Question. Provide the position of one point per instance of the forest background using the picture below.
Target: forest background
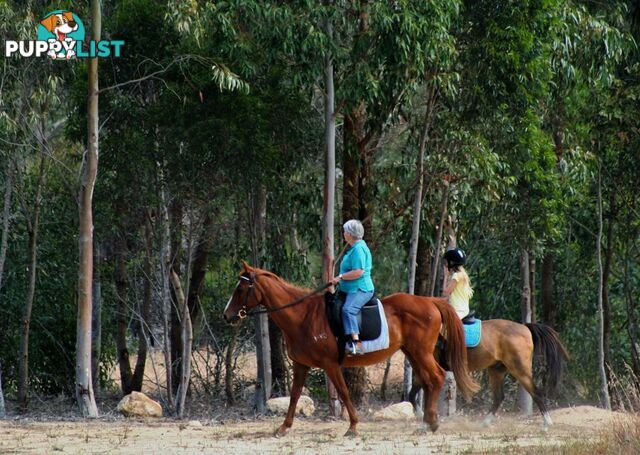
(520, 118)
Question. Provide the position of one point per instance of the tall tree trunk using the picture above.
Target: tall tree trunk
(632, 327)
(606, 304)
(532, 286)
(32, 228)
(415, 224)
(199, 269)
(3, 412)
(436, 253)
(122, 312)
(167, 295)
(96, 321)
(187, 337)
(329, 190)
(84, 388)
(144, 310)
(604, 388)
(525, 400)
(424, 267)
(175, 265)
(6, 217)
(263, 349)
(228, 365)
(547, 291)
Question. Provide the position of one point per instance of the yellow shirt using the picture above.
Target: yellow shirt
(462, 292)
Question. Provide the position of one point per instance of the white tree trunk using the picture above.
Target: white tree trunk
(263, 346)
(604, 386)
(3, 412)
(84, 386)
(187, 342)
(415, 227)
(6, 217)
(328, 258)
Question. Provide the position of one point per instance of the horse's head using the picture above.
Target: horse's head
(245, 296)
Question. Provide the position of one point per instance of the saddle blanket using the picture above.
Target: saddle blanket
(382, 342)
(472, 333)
***
Rewrite the whole listing above with "Target" substituted by "Object" everywhere and nothing else altered. Leave the pictures out of your version.

> PROBLEM SOLUTION
Question. Provide the position of one point per instance of the forest background using the picture below.
Object: forest background
(520, 118)
Question. Provide the position of one point per instance of the tall tree trunk using the picture above.
Object: tall tree trunk
(632, 327)
(606, 304)
(532, 286)
(32, 228)
(415, 224)
(199, 269)
(3, 412)
(436, 253)
(122, 312)
(167, 295)
(96, 321)
(187, 337)
(329, 190)
(84, 388)
(144, 310)
(604, 388)
(525, 400)
(424, 267)
(175, 265)
(6, 217)
(263, 349)
(228, 365)
(547, 291)
Question. Provide the position of one point per instance of the yellow shirt using the picture above.
Object: yellow shirt
(462, 292)
Question. Provide the position of one point per instance of the white tree trunk using the picture above.
Object: white tree trunk
(263, 346)
(604, 386)
(3, 412)
(84, 386)
(187, 342)
(415, 227)
(6, 217)
(328, 258)
Question. Provide the position of one point per instance of the horse's head using the picture above.
Object: horse's head
(245, 296)
Question. Provide the position of one point per instance of the saddle blanket using the picture above.
Object: saddle blanket
(382, 342)
(472, 333)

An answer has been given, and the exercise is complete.